* The problem *
Rewrite every row below with "Target" changed to "Object" and nothing else altered. Leave the pictures out.

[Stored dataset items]

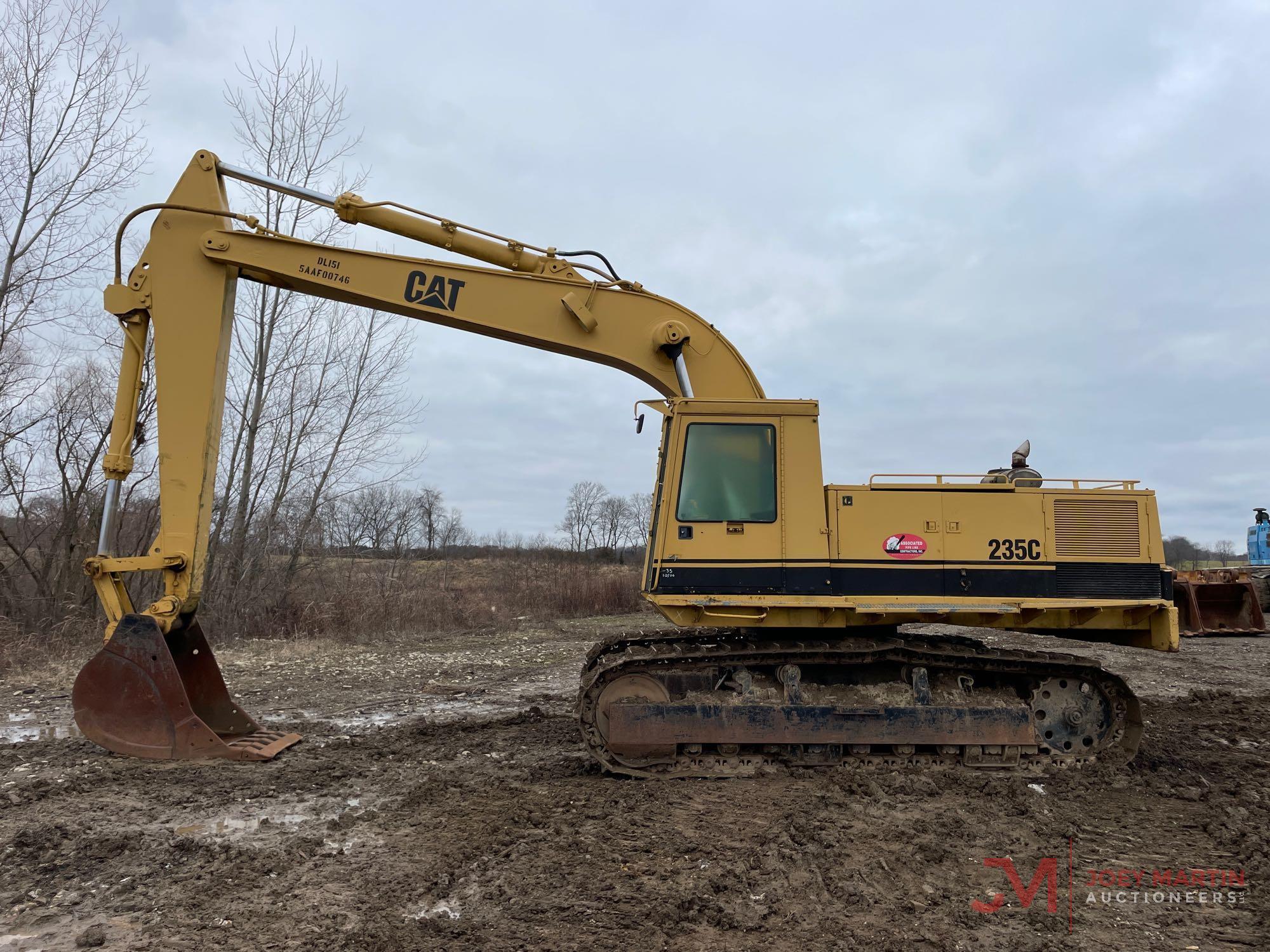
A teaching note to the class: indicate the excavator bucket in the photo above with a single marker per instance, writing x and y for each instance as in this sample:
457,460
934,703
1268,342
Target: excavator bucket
1217,602
163,697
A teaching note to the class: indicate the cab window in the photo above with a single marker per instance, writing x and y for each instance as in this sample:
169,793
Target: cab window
730,474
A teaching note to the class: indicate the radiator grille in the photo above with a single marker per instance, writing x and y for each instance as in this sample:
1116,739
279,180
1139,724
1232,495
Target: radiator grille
1097,529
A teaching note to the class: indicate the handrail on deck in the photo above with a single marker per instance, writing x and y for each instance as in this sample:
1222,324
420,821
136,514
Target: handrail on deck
946,479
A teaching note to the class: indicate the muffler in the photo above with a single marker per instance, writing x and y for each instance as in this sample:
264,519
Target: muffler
163,697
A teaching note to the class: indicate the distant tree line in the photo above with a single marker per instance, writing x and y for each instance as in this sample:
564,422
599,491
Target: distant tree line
1183,553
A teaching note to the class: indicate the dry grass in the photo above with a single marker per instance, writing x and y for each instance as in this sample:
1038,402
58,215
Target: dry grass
361,601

* Completed exercise *
A teaching note to the class: indicate the excavator bucket in the photo above with a single marker per instance, writing x and y for each instance as in this sample:
457,460
934,703
1268,342
Object: excavator bucket
1217,602
163,697
A teaching note to the class: indicate the cab window in the photo above with a single marker per instance, writing x and y for each instance as in this sample:
169,793
Object: cab window
730,474
A teaching note to the class: indicate the radiator grille in the photo above with a single marker per instance, writing x and y for each instance as in this sample:
1116,739
279,180
1139,724
1232,495
Object: radiator grille
1097,529
A teaching note to the class: indicate the handrail on deck in the photo above with a single marker per instance, writing x and y for each instance as in this sample:
1222,324
420,821
136,514
Object: handrail on deck
946,479
A teaching note to the class: indicate the muffler in the photo above with a single marker per instance, writing x and y for each instance as in this sample:
264,519
Object: muffler
163,697
A teaching note to the class: indicate the distant tree line in the photo above with a single marker per instance, writing x and y for each instance as in this sample:
564,422
599,491
Object: distant tree line
1183,553
A teaching note to the class: indicate the dry grass in the photo above with a single marker per instance, writing x and y for each instance as in this sample:
1038,402
58,215
Object: dry grass
361,601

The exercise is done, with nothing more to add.